▸ **Text for analysis**:
I will never forget Major SCR Burton TD MA – a true gentleman.
Alan Kennedy
MAJOR BILL JONES TD
Bill Jones joined the regiment as a National Service Officer from Eaton Hall at Barnard Castle, just prior to moving to Malaya with the Battalion in 1957. He was very much
a Cheshire man, attending school there, living in the County all his life except when working overseas.
He was one of ten National Service Officers in Malaya, and the one who maintained the strongest links with the regiment. He joined C Company, then commanded by Peter Martin, with whom he remained lifelong friends, stationed at Labis and then Bedok in Johore. He was involved in the first contact by the Battalion against the Communist Terrorists (CTs)
and personally shot and killed one. He had fond memories of Malaya and in later years returned to Malaya on a CRA visit which included another great friend, John Withey, our RMO from jungle days.
Bill joined the TA on leaving the Regular Army in 1959, as a platoon commander in the Birkenhead Coy of 4 Cheshire, rising to command it in 1965. He remained there until the Company was disbanded with the amalgamation of the 4thand 7th Bns. He returned to the Regiment in 197l as the OC of the new Company at Ellesmere Port and was awarded the TD in 1972, and appropriately was CO of the Guard
of Honour for the visit of the Queen to Runcorn in that year.
Business commitments, including work in the United States and Belgium, curtailed his involvement with the TA, until his return in 1998 when he became Chairman of
the CRA Management Committee for the next eight years. He was an outstanding Chairman and visited all the branches throughout the County on many occasions.
At his funeral service at Blacon Crematorium on 25th April 2015, the support from all the branches, many with their standards, showed the high regard with which he was held by the 22nd.
He was predeceased by his wife, Brenda, five years ago, and is survived by his three sons. He died aged 80 on 15th April 2015.
Keith Prosser
COLONEL EDWARD SCOTT TD
Edward Scott left Wellingborough School in 1938 and was articled to a well known firm of Manchester Solicitors. He said
that the law seemed
to be a gentlemanly, leisured profession in those days and as
his principals acted for many of the big Manchester Commercial Companies,
he felt that practice of the law would be interesting. On the outbreak of war in September 1939, he volunteered for the Army, was enlisted, but not called up until November 1940. This allowed him to take his Law Society Intermediate Examination
in London during June 1940, as France
was falling. Whilst waiting to be called up, he joined the LDV (or Home Guard, as it became) and was called out with his brother on the famous night when the code word “Cromwell” was issued. They were both armed with a .303 rifle and ten rounds of ammunition. Eventually, the call to arms came and having volunteered for his father’s old Regiment, The Manchester Regiment, he was surprised to be sent to the Depot
of the Cameronians (Scottish Rifles) at Hamilton (Lanarkshire). Selected for Officer Training, he was eventually commissioned in the Cameronians on 31st May 1941. Posted to the 7th Battalion, part of the 52 Lowland Division, they trained strenuously in its mountain warfare role in the Highland of Scotland.
After D Day the Division was converted to an Air Transportable role, and moved
to Buckinghamshire. He was posted to
1 Airborne Division as a Liaison Officer.
1 Airborne Division was waiting to carry
out an operation in Western Europe, but events on the ground kept overtaking planned operations on the Somme and
in Belgium. Eventually, as is well known, the Division was committed at Arnhem. It is less well known that 52 Division was to fly in when an airfield had been captured, which accounted for his presence with
the Airborne. After a false start when the towrope of the HORSA glider broke, he eventually landed safely at Arnhem, where efforts to unload were encouraged and hastened by the crack of bullets. Spending most of the remainder of the Battle near the Hartestein Hotel under bombardment, he was fortunate to be able to escape across the river to Allied Lines.

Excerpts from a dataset

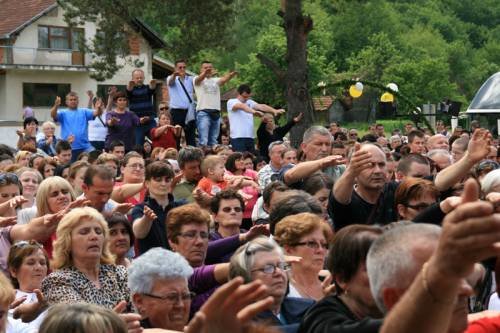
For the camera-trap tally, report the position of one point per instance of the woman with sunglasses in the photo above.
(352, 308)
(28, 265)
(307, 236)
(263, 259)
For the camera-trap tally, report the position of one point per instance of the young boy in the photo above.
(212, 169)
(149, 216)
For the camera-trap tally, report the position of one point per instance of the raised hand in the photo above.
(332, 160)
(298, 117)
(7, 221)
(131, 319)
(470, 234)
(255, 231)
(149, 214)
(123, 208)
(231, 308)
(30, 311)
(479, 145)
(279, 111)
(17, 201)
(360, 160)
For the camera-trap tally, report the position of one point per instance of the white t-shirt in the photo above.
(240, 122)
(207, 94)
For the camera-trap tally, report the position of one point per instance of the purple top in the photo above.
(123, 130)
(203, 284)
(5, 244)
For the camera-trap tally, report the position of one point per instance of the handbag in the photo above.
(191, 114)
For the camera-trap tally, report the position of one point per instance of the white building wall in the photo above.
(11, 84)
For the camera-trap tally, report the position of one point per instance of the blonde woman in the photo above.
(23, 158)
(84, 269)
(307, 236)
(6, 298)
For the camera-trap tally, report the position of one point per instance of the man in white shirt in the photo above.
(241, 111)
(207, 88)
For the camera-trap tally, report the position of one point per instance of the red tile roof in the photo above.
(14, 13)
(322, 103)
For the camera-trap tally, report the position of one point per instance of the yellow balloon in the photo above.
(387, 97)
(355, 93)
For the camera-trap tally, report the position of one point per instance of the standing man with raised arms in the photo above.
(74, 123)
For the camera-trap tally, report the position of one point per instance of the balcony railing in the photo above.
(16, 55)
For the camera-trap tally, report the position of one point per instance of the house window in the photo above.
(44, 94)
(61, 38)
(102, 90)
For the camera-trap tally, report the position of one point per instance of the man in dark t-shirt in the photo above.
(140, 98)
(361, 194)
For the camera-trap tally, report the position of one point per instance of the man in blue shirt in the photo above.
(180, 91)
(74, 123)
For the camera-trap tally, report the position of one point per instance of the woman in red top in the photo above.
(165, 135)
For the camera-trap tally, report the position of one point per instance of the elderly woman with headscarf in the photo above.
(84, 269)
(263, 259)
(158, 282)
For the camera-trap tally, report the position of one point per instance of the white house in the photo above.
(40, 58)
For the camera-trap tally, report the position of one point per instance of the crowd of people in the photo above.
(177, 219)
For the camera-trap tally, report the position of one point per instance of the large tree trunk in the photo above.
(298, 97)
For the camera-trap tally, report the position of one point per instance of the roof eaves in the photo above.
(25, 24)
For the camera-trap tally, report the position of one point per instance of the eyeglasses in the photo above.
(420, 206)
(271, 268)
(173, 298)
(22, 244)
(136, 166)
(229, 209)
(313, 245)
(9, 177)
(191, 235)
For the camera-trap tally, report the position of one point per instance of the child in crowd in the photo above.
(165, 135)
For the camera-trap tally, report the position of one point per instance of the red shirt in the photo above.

▸ **Work order**: Using the obituaries, explain in one to three sentences why Edward Scott was serving with the Airborne when the Division was committed at Arnhem.

▸ **Answer space**: His battalion belonged to 52 Division, which was to fly in once an airfield had been captured. For that reason he had been posted to 1 Airborne Division as a Liaison Officer.